◆ **DIRECTIONS**
Transcribe every record without leaving anything out or changing a word.

◆ **DATA TO PROCESS**

################

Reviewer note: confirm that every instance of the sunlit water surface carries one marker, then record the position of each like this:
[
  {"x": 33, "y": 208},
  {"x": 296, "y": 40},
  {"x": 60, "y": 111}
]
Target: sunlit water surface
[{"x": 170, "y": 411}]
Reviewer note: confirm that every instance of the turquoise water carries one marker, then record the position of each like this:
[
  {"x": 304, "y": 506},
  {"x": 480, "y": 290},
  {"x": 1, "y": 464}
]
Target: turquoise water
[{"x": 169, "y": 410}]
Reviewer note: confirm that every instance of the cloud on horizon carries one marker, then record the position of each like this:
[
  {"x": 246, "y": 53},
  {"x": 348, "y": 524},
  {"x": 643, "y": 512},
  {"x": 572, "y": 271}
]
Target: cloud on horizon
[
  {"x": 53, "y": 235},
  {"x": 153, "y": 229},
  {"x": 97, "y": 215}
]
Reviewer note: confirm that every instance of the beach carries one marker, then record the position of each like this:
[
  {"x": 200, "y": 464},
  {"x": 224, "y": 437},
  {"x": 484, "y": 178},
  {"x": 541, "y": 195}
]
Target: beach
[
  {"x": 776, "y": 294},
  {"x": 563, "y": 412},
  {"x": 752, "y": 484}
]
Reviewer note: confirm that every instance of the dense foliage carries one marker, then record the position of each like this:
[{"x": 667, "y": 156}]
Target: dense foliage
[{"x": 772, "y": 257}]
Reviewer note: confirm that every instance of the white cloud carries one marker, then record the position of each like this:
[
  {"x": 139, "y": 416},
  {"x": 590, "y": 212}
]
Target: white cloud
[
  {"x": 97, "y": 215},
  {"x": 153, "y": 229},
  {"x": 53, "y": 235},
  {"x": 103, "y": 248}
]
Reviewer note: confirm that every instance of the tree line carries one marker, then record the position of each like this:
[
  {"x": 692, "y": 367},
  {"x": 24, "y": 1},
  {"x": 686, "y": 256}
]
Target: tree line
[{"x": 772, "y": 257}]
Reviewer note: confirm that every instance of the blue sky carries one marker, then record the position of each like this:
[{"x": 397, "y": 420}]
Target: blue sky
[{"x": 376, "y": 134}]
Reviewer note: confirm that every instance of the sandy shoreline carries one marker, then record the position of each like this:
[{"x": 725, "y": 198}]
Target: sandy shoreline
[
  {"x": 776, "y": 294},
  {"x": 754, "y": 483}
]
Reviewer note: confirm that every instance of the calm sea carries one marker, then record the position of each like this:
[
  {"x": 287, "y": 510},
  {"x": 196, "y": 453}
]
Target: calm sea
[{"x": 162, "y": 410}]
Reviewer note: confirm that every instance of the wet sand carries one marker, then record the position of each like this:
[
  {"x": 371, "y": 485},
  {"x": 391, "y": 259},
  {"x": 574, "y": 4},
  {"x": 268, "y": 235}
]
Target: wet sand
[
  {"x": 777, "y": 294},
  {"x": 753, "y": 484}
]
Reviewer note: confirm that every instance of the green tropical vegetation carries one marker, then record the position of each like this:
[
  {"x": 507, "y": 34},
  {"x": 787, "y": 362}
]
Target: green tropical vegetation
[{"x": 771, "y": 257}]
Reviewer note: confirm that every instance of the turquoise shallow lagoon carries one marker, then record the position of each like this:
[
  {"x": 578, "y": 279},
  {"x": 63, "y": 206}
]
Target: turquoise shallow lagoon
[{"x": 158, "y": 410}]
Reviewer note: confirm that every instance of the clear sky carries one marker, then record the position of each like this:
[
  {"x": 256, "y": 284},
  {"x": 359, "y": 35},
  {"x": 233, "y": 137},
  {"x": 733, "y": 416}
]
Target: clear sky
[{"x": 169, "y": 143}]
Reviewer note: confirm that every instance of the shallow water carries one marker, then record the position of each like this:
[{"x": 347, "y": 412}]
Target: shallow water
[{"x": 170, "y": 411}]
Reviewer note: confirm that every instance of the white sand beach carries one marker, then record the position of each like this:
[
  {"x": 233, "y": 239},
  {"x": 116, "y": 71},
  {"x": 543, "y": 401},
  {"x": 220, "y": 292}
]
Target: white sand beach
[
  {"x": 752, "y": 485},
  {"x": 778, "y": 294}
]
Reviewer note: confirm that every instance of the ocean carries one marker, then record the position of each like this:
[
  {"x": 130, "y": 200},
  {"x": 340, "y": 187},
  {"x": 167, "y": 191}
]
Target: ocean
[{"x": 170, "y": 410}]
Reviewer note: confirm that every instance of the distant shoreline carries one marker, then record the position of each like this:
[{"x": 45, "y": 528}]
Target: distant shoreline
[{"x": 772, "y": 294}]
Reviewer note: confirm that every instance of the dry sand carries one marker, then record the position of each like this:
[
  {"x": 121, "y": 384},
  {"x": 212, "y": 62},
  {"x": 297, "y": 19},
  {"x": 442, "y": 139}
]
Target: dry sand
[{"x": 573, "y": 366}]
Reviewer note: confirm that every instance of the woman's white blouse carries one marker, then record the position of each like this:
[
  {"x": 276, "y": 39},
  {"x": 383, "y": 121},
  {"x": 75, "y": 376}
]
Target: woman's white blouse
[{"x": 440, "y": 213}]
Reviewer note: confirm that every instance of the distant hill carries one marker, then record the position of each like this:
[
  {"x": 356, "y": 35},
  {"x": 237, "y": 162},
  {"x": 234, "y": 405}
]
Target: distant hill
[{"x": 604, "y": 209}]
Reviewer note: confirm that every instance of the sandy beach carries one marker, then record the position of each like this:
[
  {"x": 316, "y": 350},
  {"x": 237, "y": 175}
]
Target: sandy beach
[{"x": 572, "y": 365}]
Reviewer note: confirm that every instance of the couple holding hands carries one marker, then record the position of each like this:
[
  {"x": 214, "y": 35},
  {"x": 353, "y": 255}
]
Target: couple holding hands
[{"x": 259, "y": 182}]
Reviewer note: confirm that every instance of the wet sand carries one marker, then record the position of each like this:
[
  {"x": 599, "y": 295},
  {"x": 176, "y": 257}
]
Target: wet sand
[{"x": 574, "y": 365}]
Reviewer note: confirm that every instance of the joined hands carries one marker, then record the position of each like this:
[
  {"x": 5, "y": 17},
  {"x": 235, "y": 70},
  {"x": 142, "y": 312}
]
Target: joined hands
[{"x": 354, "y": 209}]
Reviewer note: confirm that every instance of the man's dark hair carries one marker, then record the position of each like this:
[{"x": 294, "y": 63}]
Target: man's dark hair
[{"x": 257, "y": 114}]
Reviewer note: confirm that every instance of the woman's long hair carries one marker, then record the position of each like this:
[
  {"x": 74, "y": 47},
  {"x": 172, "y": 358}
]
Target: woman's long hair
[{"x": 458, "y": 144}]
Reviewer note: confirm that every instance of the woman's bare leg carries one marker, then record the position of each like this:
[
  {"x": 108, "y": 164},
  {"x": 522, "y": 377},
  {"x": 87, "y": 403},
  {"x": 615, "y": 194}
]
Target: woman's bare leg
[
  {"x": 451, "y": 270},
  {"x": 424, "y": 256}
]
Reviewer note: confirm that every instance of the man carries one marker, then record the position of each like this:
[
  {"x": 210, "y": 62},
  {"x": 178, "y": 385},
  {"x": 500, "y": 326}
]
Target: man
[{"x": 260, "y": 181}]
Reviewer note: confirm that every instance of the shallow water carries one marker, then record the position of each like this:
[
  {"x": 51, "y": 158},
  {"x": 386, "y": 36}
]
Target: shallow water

################

◆ **COMPLETED EXERCISE**
Reviewer note: confirm that every instance of the sunlit water surface carries one marker, then record the position of each like this:
[
  {"x": 33, "y": 208},
  {"x": 296, "y": 40},
  {"x": 60, "y": 111}
]
Target: sunlit water surface
[{"x": 170, "y": 411}]
Reviewer note: confirm that every instance of the turquoise water carries one marker, then record the position of each like this:
[
  {"x": 304, "y": 506},
  {"x": 480, "y": 290},
  {"x": 1, "y": 464}
]
Target: turquoise water
[{"x": 169, "y": 410}]
Reviewer note: confirm that every instance of the cloud on horizon carries one marker, then record the position of each like this:
[
  {"x": 246, "y": 53},
  {"x": 348, "y": 524},
  {"x": 643, "y": 512},
  {"x": 572, "y": 271}
]
Target: cloud on horizon
[
  {"x": 53, "y": 235},
  {"x": 153, "y": 229},
  {"x": 97, "y": 215}
]
Reviewer note: confirm that every instance of the beach carries one marker, then record the position of each like this:
[
  {"x": 200, "y": 464},
  {"x": 224, "y": 437},
  {"x": 484, "y": 178},
  {"x": 541, "y": 195}
]
Target: beach
[
  {"x": 776, "y": 294},
  {"x": 563, "y": 412},
  {"x": 752, "y": 484}
]
Reviewer note: confirm that every instance of the dense foliage carries one marker, then record the position of each like this:
[{"x": 667, "y": 156}]
Target: dense foliage
[{"x": 772, "y": 257}]
Reviewer note: confirm that every instance of the white cloud carries one marker, then record the position of each like this:
[
  {"x": 139, "y": 416},
  {"x": 590, "y": 212}
]
Target: white cloud
[
  {"x": 97, "y": 215},
  {"x": 153, "y": 229},
  {"x": 53, "y": 235},
  {"x": 103, "y": 248}
]
Reviewer note: confirm that every instance of the tree line carries one marker, then record the position of each like this:
[
  {"x": 692, "y": 367},
  {"x": 24, "y": 1},
  {"x": 686, "y": 256}
]
Target: tree line
[{"x": 772, "y": 257}]
Reviewer note: confirm that every instance of the blue sky carries one marker, then record the position of each like this:
[{"x": 397, "y": 420}]
Target: blue sky
[{"x": 376, "y": 134}]
Reviewer note: confirm that every instance of the sandy shoreline carries one marker, then record the position of each like this:
[{"x": 725, "y": 198}]
Target: sandy shoreline
[
  {"x": 776, "y": 294},
  {"x": 754, "y": 483}
]
Reviewer note: confirm that every instance of the calm sea carries one marker, then record the position of each like this:
[
  {"x": 287, "y": 510},
  {"x": 196, "y": 453}
]
Target: calm sea
[{"x": 162, "y": 410}]
Reviewer note: confirm that every instance of the wet sand carries one marker, then record the position of each like this:
[
  {"x": 371, "y": 485},
  {"x": 391, "y": 259},
  {"x": 574, "y": 4},
  {"x": 268, "y": 235}
]
Target: wet sand
[
  {"x": 777, "y": 294},
  {"x": 753, "y": 484}
]
Reviewer note: confirm that every instance of the green tropical vegetation carries one marker, then record the position of each like this:
[
  {"x": 507, "y": 34},
  {"x": 787, "y": 362}
]
Target: green tropical vegetation
[{"x": 771, "y": 257}]
Reviewer note: confirm that every instance of the turquoise shallow lagoon carries one marker, then record the position of each like this:
[
  {"x": 578, "y": 279},
  {"x": 63, "y": 206}
]
Target: turquoise shallow lagoon
[{"x": 158, "y": 410}]
Reviewer note: confirm that every instance of the clear sky carries one marker, then record the position of each like this:
[
  {"x": 256, "y": 284},
  {"x": 359, "y": 35},
  {"x": 233, "y": 137},
  {"x": 733, "y": 416}
]
Target: clear sky
[{"x": 169, "y": 143}]
Reviewer note: confirm that every instance of the shallow water carries one marker, then record the position of each like this:
[{"x": 347, "y": 412}]
Target: shallow water
[{"x": 170, "y": 411}]
Reviewer note: confirm that every instance of the white sand beach carries one marker, then record the position of each like this:
[
  {"x": 233, "y": 239},
  {"x": 116, "y": 71},
  {"x": 543, "y": 401},
  {"x": 220, "y": 292}
]
Target: white sand beach
[
  {"x": 752, "y": 485},
  {"x": 778, "y": 294}
]
Reviewer note: confirm that every instance of the ocean carries one marker, then record the position of each like this:
[
  {"x": 130, "y": 200},
  {"x": 340, "y": 187},
  {"x": 167, "y": 191}
]
Target: ocean
[{"x": 170, "y": 410}]
Reviewer note: confirm that every instance of the distant shoreline carries one marker, then record the position of each like this:
[{"x": 45, "y": 528}]
Target: distant shoreline
[{"x": 772, "y": 294}]
Reviewer note: confirm that every instance of the dry sand carries one marker, then record the position of each like this:
[
  {"x": 121, "y": 384},
  {"x": 212, "y": 62},
  {"x": 297, "y": 19},
  {"x": 442, "y": 139}
]
Target: dry sand
[{"x": 573, "y": 366}]
Reviewer note: confirm that every instance of the woman's white blouse carries one marker, then record the position of each like this:
[
  {"x": 276, "y": 39},
  {"x": 383, "y": 121},
  {"x": 75, "y": 376}
]
Target: woman's white blouse
[{"x": 440, "y": 213}]
Reviewer note: confirm that every instance of the distant hill carries one marker, then record the position of each like this:
[
  {"x": 356, "y": 35},
  {"x": 237, "y": 162},
  {"x": 234, "y": 405}
]
Target: distant hill
[{"x": 604, "y": 209}]
Reviewer note: confirm that every instance of the sandy beach carries one marker, then record the position of each like this:
[
  {"x": 316, "y": 350},
  {"x": 237, "y": 175}
]
Target: sandy beach
[{"x": 572, "y": 365}]
Reviewer note: confirm that every instance of the couple holding hands carries one marker, then record the position of each like this:
[
  {"x": 214, "y": 35},
  {"x": 353, "y": 255}
]
Target: couple holding hands
[{"x": 259, "y": 182}]
Reviewer note: confirm that every instance of the wet sand carries one marker, then record the position of each like this:
[
  {"x": 599, "y": 295},
  {"x": 176, "y": 257}
]
Target: wet sand
[{"x": 574, "y": 365}]
Reviewer note: confirm that every instance of the joined hands carries one marker, then record the position of each like this:
[
  {"x": 5, "y": 17},
  {"x": 235, "y": 70},
  {"x": 142, "y": 312}
]
Target: joined hands
[{"x": 354, "y": 209}]
Reviewer note: confirm that every instance of the man's dark hair carries one marker, then record the position of each like this:
[{"x": 294, "y": 63}]
Target: man's dark hair
[{"x": 257, "y": 114}]
Reviewer note: confirm that every instance of the woman's long hair carries one marker, then record the position of each like this:
[
  {"x": 74, "y": 47},
  {"x": 172, "y": 358}
]
Target: woman's long hair
[{"x": 458, "y": 144}]
Reviewer note: confirm that every instance of the woman's bare leg carries one marker, then record the position of each like this:
[
  {"x": 108, "y": 164},
  {"x": 522, "y": 377},
  {"x": 87, "y": 403},
  {"x": 615, "y": 194}
]
Target: woman's bare leg
[
  {"x": 451, "y": 270},
  {"x": 424, "y": 256}
]
Reviewer note: confirm that every instance of the man carries one marker, then record the position of each like this:
[
  {"x": 210, "y": 62},
  {"x": 178, "y": 385},
  {"x": 500, "y": 326}
]
Target: man
[{"x": 260, "y": 181}]
Reviewer note: confirm that every instance of the shallow water carries one marker, then record the position of each like this:
[
  {"x": 51, "y": 158},
  {"x": 386, "y": 36}
]
Target: shallow water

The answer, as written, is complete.